Extracted data entries
>>>>

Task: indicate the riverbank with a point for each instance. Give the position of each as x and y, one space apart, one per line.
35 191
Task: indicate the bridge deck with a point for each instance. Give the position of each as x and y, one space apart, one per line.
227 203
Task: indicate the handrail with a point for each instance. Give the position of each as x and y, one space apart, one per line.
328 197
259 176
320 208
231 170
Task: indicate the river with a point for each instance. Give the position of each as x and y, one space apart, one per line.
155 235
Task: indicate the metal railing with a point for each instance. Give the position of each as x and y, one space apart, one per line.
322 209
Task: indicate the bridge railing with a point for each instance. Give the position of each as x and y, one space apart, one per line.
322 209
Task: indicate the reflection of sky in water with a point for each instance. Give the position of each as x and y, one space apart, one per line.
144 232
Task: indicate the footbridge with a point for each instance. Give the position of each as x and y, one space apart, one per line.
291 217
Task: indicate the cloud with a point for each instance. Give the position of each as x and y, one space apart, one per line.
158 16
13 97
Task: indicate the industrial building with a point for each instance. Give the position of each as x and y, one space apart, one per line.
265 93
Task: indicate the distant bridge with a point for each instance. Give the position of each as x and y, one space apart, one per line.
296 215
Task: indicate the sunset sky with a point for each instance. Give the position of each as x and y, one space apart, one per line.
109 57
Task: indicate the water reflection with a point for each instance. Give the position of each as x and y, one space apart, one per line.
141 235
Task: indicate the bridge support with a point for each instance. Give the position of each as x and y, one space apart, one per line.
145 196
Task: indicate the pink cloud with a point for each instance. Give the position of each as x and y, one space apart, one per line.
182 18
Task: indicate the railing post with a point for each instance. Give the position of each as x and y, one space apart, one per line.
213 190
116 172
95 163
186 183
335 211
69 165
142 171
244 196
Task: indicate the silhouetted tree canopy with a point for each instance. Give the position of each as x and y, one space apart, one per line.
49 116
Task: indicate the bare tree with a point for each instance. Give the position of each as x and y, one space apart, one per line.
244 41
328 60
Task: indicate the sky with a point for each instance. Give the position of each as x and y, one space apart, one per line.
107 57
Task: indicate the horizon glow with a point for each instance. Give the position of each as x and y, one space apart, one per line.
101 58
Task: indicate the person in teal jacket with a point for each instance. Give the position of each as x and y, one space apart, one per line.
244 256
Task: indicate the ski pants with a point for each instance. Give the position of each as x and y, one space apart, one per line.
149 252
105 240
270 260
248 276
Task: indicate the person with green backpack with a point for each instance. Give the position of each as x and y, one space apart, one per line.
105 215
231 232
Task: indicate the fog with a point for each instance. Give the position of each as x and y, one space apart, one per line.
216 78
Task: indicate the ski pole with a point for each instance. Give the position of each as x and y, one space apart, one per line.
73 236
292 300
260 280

<<<<

▶ [DO THIS] Please output the complete data exactly.

▶ [OUTPUT]
Task: indicate the riverbank with a point for each instance. Give the position of each as x and y, one space apart, one per line.
35 191
Task: indicate the bridge deck with a point for each instance. Give the position of each as x and y, one space apart, one per line.
227 203
Task: indicate the handrail with a point for each instance. Give the position of each as x and y, one space apart, one per line.
328 197
259 176
320 208
231 170
Task: indicate the river with a point for each instance. Give the position of each as x and y, one space apart, one per line.
155 235
Task: indicate the metal railing with a point for each instance. Give the position of each as x and y, one space apart, one per line.
322 209
Task: indicate the bridge railing with a point for each instance. Give the position of each as x and y, one space apart, one per line.
322 209
Task: indicate the reflection of sky in water with a point for each instance. Give the position of each as x and y, one space apart, one per line.
144 232
Task: indicate the footbridge with a point for each instance. Give the position of each as x and y, one space apart, one per line.
291 217
Task: indicate the cloud with a point for each instance. Give the position of each as x and y, one space apart, one per line.
158 16
13 97
Task: indicate the industrial building with a point for each instance. Give the position of each as x and y, one space apart, one per line.
265 93
Task: indicate the distant bridge with a point for each instance. Give the position of each as x and y, one space apart, one per line.
296 215
Task: indicate the sunset sky with a point for each instance. Give the position of each as x and y, one space apart, one per line.
109 57
Task: indicate the water reflection with a point for each instance. Give the position of each as x and y, one space apart, one per line.
141 235
Task: indicate the bridge support with a point for each instance. Give the position of each as x and y, one space apart, one per line.
145 196
Task: indicate the pink cloud with a point for each instance. Give the position of each as x and y, one space apart, one per line.
182 18
Task: indicate the railing post with a point for each instance. Give the position of each as x and y, one space apart, one per line.
213 190
116 172
95 163
186 183
335 211
69 165
142 171
244 196
Task: indicate the silhouetted tree canopy with a point for each instance. Give the position of each as x and y, one space apart, one per line.
49 116
Task: indicate the bare tree with a point for each instance. Give the position of each as x and y, one space apart, one per line.
244 41
328 60
Task: indicate the sky with a point for each instance. Give the position of each as x and y, one space apart, one per line.
107 57
Task: indicate the horizon glow with a point for each instance. Give the position of each as x and y, one space apart, one per line.
101 58
Task: indicate the person in teal jacket with a point for each instance. Give the position of each as x and y, one space apart, one per line.
244 256
Task: indicate the ski pants with a point for each instance. Give the position of each as x and y, one space apart, one per line.
149 252
105 240
270 260
248 276
Task: indicate the person with green backpack with a point for each instance. Give the position of each as x and y, one space apart, one per line.
105 215
231 232
Task: indicate the fog with a point for each instance. Give the position of each as x and y, one space apart, one per line.
216 78
Task: indicate the ski pole with a point for each instance. Give the position of each as x and y, one space apart, one per line.
73 236
292 300
260 280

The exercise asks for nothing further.